::: Records for this task :::

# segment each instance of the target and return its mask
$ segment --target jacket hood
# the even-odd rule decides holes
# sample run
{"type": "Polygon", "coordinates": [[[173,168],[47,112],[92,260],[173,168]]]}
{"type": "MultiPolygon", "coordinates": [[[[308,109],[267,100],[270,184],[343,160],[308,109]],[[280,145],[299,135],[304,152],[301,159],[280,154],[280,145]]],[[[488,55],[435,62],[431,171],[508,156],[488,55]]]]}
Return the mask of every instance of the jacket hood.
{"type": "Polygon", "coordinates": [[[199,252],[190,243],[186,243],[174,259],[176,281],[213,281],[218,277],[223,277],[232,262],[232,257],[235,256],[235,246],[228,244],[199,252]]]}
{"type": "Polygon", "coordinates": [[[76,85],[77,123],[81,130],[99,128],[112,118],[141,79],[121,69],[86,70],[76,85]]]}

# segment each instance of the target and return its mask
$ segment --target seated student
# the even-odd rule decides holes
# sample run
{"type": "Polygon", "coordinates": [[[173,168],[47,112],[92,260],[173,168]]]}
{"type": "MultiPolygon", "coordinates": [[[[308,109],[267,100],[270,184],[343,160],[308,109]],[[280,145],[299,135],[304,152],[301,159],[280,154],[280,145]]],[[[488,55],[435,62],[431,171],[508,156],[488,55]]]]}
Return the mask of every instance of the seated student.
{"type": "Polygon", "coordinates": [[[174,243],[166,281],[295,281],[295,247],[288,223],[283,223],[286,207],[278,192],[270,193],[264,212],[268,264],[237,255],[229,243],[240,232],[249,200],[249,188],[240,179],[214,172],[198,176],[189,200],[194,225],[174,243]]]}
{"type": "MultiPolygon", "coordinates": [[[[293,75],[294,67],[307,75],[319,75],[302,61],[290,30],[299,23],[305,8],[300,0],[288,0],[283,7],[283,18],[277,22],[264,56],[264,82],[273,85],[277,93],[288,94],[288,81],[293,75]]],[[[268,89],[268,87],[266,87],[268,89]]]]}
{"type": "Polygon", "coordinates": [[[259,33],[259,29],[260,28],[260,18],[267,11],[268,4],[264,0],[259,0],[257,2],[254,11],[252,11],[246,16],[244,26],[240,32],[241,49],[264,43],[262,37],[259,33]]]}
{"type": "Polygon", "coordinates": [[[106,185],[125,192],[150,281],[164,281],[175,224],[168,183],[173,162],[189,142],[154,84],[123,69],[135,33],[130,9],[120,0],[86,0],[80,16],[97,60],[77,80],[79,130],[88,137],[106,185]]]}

:::

● Aim of the exercise
Copy the lines from the very first one through the line that contains "Return the mask of every instance of the jacket", substituting "rain jacket" for every occurrence of "jacket hood" and leaving everything else unchanged.

● Expected output
# segment each instance of the target and return its mask
$ segment --target rain jacket
# the even-odd rule decides holes
# sample run
{"type": "Polygon", "coordinates": [[[173,168],[47,112],[92,260],[173,168]]]}
{"type": "MultiPolygon", "coordinates": [[[[308,109],[267,100],[270,184],[343,160],[308,109]],[[280,145],[299,135],[304,152],[301,159],[280,154],[280,145]]],[[[488,55],[435,62],[431,171],[508,156],[488,55]]]]}
Return the mask of every instance of the rain jacket.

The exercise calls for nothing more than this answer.